*What you are asked to do:* Reproduce the entire passage on inflammation of the orbit word for word.

*Extract:*
=-=-=

Any or all of the structures within the orbit may become inflamed.
Inflammation of the orbit can be the result of a bodywide (systemic) inflammatory disorder. Sometimes the inflammation affects only the eye.
Systemic inflammatory disorders that affect the eye include Wegener's granulomatosis, in which there is generalized inflammation of blood vessels (called vasculitis). Inflammatory disorders that affect only the eye include scleritis, in which the white coat of the eye (sclera) becomes inflamed. Eyelid disorders with inflammation are discussed elsewhere (see Eyelid and Tearing Disorders). Inflammation affecting the lacrimal gland, located at the upper outer edge of the orbit (Fig. 1: Where Tears Come From), is called inflammatory dacryoadenitis. Inflammation affecting one of the muscles that move the eye is called myositis. Inflammation affecting the entire orbit and its contents is called inflammatory orbital pseudotumor (which is not really a tumor and is not a cancer) or nonspecific orbital inflammation.
Symptoms vary depending on which structures are actually inflamed. In general, symptoms start rather suddenly, typically over a few days. Pain and redness of the eyeball or eyelid occur. Pain can be severe and incapacitating at times. Abnormal bulging of the eyes (proptosis—bulging can also be called exophthalmos), double vision, and vision loss are also possible.

=-=-=

*Data section:*
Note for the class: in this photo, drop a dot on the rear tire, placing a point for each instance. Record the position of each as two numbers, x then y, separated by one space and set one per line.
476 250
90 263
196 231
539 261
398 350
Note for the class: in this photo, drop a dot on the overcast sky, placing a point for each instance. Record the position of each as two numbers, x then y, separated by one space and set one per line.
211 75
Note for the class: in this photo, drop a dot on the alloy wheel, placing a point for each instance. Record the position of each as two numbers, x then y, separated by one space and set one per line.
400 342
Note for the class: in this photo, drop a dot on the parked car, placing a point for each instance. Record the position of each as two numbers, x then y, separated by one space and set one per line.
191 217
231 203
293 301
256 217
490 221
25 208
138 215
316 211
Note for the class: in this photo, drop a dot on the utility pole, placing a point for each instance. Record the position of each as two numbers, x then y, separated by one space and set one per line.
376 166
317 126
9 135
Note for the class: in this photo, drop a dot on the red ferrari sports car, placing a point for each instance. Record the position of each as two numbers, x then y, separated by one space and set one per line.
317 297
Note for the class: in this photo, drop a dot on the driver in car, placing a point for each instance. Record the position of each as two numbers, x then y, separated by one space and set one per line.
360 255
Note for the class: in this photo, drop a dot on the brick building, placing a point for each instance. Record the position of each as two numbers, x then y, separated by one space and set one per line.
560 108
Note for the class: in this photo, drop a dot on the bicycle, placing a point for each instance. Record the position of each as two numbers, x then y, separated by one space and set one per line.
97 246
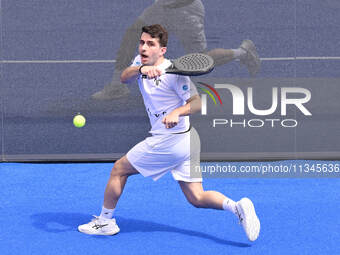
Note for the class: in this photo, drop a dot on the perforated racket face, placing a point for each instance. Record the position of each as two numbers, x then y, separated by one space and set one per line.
195 63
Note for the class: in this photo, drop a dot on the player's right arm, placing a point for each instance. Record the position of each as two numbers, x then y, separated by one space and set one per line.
131 73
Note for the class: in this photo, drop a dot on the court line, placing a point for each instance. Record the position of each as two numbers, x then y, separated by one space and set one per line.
114 61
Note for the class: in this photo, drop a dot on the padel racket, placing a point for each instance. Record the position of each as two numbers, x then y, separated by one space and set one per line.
193 64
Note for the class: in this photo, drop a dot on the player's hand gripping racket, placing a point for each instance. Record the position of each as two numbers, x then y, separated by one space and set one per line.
193 64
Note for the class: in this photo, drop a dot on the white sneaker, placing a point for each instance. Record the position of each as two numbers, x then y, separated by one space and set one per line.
251 60
246 213
110 92
100 226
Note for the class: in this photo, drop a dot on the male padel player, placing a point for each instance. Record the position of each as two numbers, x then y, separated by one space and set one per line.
174 145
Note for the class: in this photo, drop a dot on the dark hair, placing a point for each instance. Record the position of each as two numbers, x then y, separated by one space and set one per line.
157 31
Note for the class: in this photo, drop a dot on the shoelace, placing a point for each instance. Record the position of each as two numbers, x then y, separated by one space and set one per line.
240 219
97 223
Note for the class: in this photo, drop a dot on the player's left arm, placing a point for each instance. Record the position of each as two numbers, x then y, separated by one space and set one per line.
193 105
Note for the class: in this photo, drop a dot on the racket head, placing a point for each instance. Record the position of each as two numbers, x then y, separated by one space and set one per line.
193 64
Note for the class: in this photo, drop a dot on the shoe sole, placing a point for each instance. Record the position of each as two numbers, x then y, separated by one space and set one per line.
247 208
99 233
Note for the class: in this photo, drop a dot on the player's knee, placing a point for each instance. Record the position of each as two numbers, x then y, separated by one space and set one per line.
196 200
118 168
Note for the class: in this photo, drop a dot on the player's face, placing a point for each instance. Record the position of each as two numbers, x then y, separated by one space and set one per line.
150 50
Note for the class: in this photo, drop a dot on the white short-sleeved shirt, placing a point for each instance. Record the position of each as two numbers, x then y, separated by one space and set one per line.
163 95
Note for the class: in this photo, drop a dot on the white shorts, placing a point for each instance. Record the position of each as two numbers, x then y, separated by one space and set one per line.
159 154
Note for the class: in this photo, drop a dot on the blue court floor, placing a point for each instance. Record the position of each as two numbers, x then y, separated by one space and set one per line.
41 206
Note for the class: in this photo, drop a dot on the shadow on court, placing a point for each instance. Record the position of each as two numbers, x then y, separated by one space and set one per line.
65 222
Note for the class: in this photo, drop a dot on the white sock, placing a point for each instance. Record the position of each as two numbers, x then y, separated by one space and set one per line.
229 205
239 53
106 213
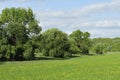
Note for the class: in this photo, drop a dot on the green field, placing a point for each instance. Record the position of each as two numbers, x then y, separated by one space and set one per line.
97 67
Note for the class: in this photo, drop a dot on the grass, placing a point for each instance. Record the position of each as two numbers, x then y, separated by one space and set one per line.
98 67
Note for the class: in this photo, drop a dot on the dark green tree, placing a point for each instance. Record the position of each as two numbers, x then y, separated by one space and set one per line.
17 27
55 43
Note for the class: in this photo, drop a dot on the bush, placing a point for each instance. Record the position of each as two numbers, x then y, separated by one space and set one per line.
55 43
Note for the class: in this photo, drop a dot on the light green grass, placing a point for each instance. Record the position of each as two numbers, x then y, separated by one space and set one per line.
98 67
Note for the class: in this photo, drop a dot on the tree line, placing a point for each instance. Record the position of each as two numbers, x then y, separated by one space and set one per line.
21 38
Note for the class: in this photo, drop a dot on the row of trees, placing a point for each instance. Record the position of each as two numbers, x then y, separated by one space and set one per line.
21 37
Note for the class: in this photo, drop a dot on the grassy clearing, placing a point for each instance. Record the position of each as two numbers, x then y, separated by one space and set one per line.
103 67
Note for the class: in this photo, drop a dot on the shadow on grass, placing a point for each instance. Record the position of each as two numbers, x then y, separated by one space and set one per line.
52 58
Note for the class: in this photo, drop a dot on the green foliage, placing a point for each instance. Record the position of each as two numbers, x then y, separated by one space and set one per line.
105 67
18 26
109 44
55 43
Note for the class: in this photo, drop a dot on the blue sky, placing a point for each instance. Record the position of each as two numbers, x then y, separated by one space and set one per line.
99 17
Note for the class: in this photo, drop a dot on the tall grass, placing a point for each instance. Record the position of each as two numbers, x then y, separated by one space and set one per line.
102 67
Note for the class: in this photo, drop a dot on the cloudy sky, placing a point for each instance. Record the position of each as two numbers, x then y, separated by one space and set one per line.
99 17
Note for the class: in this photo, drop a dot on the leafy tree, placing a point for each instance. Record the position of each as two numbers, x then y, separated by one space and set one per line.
17 27
55 43
81 41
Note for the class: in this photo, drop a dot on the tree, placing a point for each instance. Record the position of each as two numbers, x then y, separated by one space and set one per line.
17 27
81 40
55 43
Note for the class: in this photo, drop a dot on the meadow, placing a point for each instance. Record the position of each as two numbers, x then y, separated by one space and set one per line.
96 67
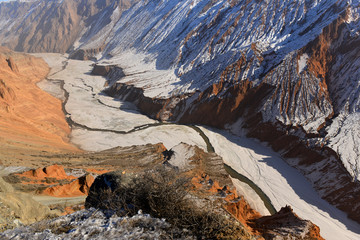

=-=-=

*Result of the exercise:*
Any or all of the structures within the orbit may become inflamed.
Inflammation of the orbit can be the result of a bodywide (systemic) inflammatory disorder. Sometimes the inflammation affects only the eye.
Systemic inflammatory disorders that affect the eye include Wegener's granulomatosis, in which there is generalized inflammation of blood vessels (called vasculitis). Inflammatory disorders that affect only the eye include scleritis, in which the white coat of the eye (sclera) becomes inflamed. Eyelid disorders with inflammation are discussed elsewhere (see Eyelid and Tearing Disorders). Inflammation affecting the lacrimal gland, located at the upper outer edge of the orbit (Fig. 1: Where Tears Come From), is called inflammatory dacryoadenitis. Inflammation affecting one of the muscles that move the eye is called myositis. Inflammation affecting the entire orbit and its contents is called inflammatory orbital pseudotumor (which is not really a tumor and is not a cancer) or nonspecific orbital inflammation.
Symptoms vary depending on which structures are actually inflamed. In general, symptoms start rather suddenly, typically over a few days. Pain and redness of the eyeball or eyelid occur. Pain can be severe and incapacitating at times. Abnormal bulging of the eyes (proptosis—bulging can also be called exophthalmos), double vision, and vision loss are also possible.